◆ The task ◆
Can you render every line of the records below as a numbered list, leaving out any blank lines?

___

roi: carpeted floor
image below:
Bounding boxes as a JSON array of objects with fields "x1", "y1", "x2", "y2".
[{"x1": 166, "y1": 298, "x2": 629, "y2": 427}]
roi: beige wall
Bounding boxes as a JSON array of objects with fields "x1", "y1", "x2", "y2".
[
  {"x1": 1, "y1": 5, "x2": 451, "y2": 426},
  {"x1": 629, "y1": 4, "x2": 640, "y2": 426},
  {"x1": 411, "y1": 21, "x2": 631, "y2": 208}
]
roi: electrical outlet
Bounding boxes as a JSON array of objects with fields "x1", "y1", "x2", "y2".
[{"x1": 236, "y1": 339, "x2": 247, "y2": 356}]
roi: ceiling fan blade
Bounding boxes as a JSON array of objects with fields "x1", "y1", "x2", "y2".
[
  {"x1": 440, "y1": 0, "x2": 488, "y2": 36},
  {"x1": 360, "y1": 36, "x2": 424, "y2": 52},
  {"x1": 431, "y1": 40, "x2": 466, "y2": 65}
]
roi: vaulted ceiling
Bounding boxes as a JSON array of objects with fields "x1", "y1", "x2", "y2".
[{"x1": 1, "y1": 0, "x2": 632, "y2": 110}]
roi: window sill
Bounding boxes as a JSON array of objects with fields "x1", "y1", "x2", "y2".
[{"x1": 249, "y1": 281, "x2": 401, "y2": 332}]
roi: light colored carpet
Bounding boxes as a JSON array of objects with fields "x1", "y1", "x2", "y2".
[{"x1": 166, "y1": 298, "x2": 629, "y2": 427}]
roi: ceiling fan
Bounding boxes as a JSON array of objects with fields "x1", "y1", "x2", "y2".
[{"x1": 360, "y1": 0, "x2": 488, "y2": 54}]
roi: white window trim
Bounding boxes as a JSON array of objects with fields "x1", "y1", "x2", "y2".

___

◆ Task solution ◆
1. roi: carpeted floor
2. image below:
3. Bounding boxes as a JSON array of objects with fields "x1", "y1", "x2", "y2".
4. [{"x1": 166, "y1": 298, "x2": 629, "y2": 427}]
5. roi: beige wall
6. Bounding boxes as a JSON array of objects with fields "x1", "y1", "x2", "y2".
7. [
8.   {"x1": 1, "y1": 5, "x2": 451, "y2": 426},
9.   {"x1": 629, "y1": 4, "x2": 640, "y2": 426},
10.   {"x1": 411, "y1": 21, "x2": 631, "y2": 208}
11. ]
12. roi: electrical outlet
13. Bounding boxes as a JSON array of objects with fields "x1", "y1", "x2", "y2".
14. [{"x1": 236, "y1": 339, "x2": 247, "y2": 356}]
15. roi: ceiling fan blade
16. Bounding boxes as a JSON array of objects with fields "x1", "y1", "x2", "y2".
17. [
18.   {"x1": 440, "y1": 0, "x2": 488, "y2": 36},
19.   {"x1": 360, "y1": 36, "x2": 424, "y2": 52},
20.   {"x1": 431, "y1": 40, "x2": 466, "y2": 65}
21. ]
22. roi: vaulted ceiling
23. Bounding boxes as a JSON array of objects with fields "x1", "y1", "x2", "y2".
24. [{"x1": 1, "y1": 0, "x2": 632, "y2": 110}]
25. roi: window sill
26. Bounding boxes as a JSON array of objects with fields "x1", "y1", "x2", "y2".
27. [{"x1": 249, "y1": 281, "x2": 401, "y2": 332}]
28. roi: light colored carpet
29. Bounding boxes as a JSON array of objects with fields "x1", "y1", "x2", "y2".
30. [{"x1": 166, "y1": 298, "x2": 629, "y2": 427}]
31. roi: ceiling fan
32. Bounding boxes as a JSON array of objects with fields "x1", "y1", "x2", "y2".
33. [{"x1": 360, "y1": 0, "x2": 488, "y2": 54}]
34. roi: white window trim
35. Bounding boxes as a JSON array of objects with fields "x1", "y1", "x2", "y2".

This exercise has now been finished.